### Fragmento de página
A partir de ese momento, mi vida en Guatemala se convirtió en una pesadilla. Experimenté abuso físico, emocional y sexual todos los días que vivía con mi agresor, quien legalmente se convirtió en mi esposo. Me dijo que, si alguna vez me iba, me mataría. En 2003, después del nacimiento de mi primer hijo, el abuso se intensificó. Cuando comenzó a poner las manos sobre mi hijo, supe que tenía que detenerlo. Fui a la policía para denunciar el abuso, pero lo detuvieron solo unos días: una palmada en la muñeca para él y una bofetada en la cara para mí. Recordé las palabras de mi padre: “así son las cosas”.
Yo también soporté el abuso de su familia. Su madre y su hermana se burlaron de mí por ser indígena y le decían a mi esposo que mis hijos no eran suyos. En 2018, estaba friendo comida en la cocina cuando mi esposo y su hermana entraron, me agarraron de la cabeza y me sumergieron en la sartén con aceite caliente. Escuché sus carcajadas en medio de mis gritos. Esta fue la gota que colmó el vaso: era hora de irme y no volver nunca más.
Agarré a mis tres hijos y fuimos a otra parte de Guatemala … pero él nos encontró. Sabía que nuestra única opción era huir del país. Entonces, huimos de nuevo, y esta vez no paramos de caminar. Viajamos hacia el norte con una caravana de migrantes que se dirigía a los EE. UU.
Cuando llegamos a Tijuana, México, nos presentamos a la Oficina de Aduanas y Protección Fronteriza de EE. UU. para solicitar asilo. Después de esperar varios meses en México, el 5 de febrero de 2019, finalmente se nos permitió ingresar a los EE. UU. mientras agendaban una audiencia para nuestro caso.
Inicialmente mi caso fue denegado debido a las políticas de asilo implementadas por la administración en ese tiempo. Me obligaron a usar un grillete mientras esperaba la fecha de mi deportación. Afortunadamente, mis abogados del Centro de Justicia de Tahirih lucharon por la eliminación de este dispositivo — que solo me recordaba el trauma que había soportado y que podía enfrentar de nuevo. Mis abogados también me han dado esperanzas, ya que actualmente luchan por apelar mi caso.
Al vivir en los Estados Unidos, me siento segura y libre porque nadie abusa de mí ni de mis hijos. Sin embargo, también estoy ansiosa porque hasta que no se resuelva mi caso, no puedo trabajar. Afortunadamente, podemos vivir sin pagar renta en la casa de algunos conocidos y, a cambio, limpio, lavo sus ropas y cocino para ellos. Mientras tanto, oro para que Dios toque los corazones y las conciencias de aquellos que revisarán mi caso nuevamente. Las madres solteras que comparten mi historia merecen la oportunidad de reconstruir sus vidas y brindarles un futuro más seguro a sus hijos.

### Datos registrados
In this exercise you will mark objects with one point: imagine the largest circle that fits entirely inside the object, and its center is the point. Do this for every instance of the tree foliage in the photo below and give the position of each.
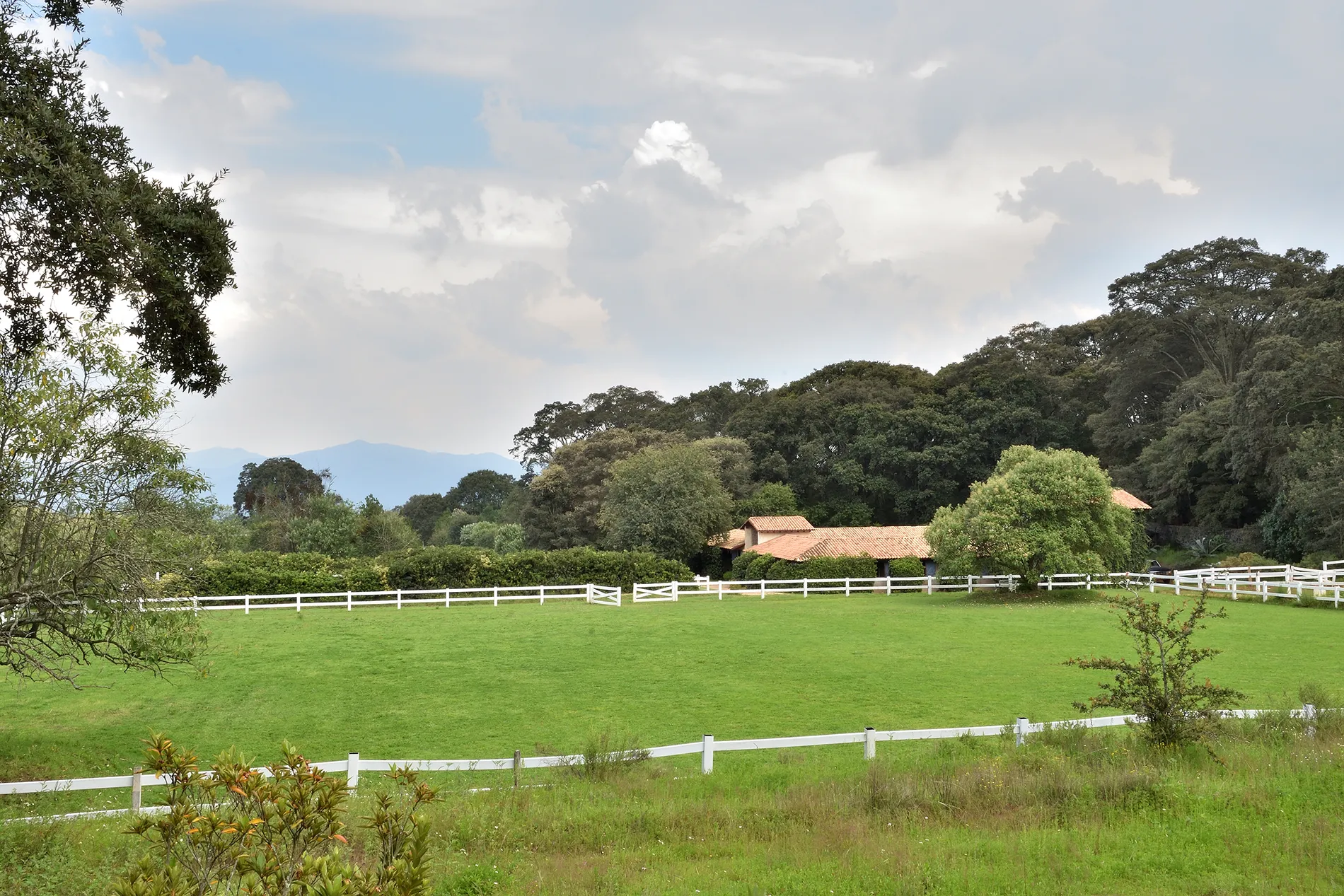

### Lo que se pide
Según el fragmento, ¿en qué fecha se les permitió por fin ingresar a los EE. UU.? El material es aparte y no forma parte del fragmento.

### Resultado del ejercicio
El 5 de febrero de 2019.